◆ EXERCISE REQUIREMENTS: Add 98 to every coordinate in the outlines, and write out the listing below again with its requests included. Begin at the line that has "provide the segmentation of **red glitter ornament**, every" and stop after the line that has "[[[0,55],[0,142],[12,140],[31,122],[34,88],[25,71]]]".

(Segmentation annotation records)
++++

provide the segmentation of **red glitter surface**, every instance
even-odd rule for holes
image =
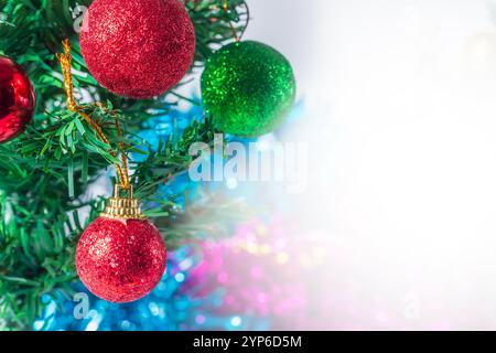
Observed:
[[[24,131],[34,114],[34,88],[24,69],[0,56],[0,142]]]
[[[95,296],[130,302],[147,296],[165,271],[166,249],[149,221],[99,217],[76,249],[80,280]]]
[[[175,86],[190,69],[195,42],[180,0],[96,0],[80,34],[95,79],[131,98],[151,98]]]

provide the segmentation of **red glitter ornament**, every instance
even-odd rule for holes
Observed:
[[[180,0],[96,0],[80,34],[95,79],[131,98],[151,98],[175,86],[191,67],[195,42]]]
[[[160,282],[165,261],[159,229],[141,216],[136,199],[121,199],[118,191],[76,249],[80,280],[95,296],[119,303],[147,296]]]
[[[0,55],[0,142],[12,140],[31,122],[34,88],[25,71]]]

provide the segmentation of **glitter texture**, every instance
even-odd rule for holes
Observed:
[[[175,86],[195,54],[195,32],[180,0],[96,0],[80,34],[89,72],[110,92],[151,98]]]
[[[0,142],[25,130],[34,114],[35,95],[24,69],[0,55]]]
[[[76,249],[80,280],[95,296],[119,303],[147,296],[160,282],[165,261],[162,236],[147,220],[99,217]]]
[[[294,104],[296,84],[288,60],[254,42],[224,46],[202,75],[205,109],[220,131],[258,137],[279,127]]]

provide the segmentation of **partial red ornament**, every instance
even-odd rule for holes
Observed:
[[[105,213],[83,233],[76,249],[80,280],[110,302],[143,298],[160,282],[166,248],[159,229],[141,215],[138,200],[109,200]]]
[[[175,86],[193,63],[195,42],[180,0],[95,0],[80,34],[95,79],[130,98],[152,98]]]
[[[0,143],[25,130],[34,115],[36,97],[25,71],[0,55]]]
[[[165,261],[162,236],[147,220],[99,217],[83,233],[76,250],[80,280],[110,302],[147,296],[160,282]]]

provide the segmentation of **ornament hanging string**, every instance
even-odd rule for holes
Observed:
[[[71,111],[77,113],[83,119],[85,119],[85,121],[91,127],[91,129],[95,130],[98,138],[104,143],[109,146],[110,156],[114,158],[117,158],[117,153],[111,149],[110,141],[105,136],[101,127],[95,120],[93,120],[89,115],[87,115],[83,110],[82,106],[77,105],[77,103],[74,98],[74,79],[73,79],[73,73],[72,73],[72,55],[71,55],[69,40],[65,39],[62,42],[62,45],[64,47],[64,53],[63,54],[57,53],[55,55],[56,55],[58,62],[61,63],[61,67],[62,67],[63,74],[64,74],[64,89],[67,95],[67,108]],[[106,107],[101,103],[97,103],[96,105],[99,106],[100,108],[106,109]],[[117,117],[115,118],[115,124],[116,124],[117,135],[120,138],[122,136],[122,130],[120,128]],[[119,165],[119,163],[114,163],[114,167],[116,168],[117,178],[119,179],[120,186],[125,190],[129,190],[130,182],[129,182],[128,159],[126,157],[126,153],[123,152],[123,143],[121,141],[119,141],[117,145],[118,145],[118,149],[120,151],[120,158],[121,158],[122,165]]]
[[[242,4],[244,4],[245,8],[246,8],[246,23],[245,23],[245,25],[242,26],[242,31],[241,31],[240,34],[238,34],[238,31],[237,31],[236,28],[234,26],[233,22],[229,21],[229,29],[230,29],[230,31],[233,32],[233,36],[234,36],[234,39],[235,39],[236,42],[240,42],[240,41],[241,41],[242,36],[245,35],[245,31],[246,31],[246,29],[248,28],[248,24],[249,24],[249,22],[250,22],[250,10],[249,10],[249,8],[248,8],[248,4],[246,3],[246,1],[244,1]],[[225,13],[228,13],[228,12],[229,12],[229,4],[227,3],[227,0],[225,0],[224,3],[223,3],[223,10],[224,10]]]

++++

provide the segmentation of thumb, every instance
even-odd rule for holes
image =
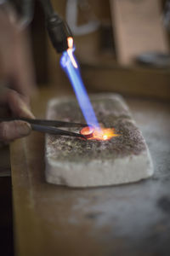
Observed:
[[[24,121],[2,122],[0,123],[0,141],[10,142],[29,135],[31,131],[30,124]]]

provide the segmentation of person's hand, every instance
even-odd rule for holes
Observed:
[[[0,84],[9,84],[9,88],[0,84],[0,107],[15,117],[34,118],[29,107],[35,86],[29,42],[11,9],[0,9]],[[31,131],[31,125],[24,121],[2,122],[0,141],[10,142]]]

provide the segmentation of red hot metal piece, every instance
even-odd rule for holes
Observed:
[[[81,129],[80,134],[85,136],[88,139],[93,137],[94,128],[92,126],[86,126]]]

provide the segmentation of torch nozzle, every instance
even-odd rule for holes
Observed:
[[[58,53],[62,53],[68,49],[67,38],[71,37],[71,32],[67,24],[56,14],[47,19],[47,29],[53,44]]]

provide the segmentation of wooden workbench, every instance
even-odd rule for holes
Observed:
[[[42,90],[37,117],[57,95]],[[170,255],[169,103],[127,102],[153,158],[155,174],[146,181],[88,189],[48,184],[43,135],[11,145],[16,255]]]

++++

◆ RESULT OF THIS EXERCISE:
provide the segmentation of **red glitter ornament**, every instance
even-odd rule for holes
Observed:
[[[278,98],[194,98],[178,132],[193,177],[229,196],[249,196],[273,184],[289,165],[293,140]]]
[[[258,380],[263,359],[257,327],[239,314],[234,297],[219,297],[216,289],[174,347],[178,378],[193,394],[217,401],[245,394]]]
[[[98,153],[98,240],[110,238],[129,220],[132,186],[123,169]]]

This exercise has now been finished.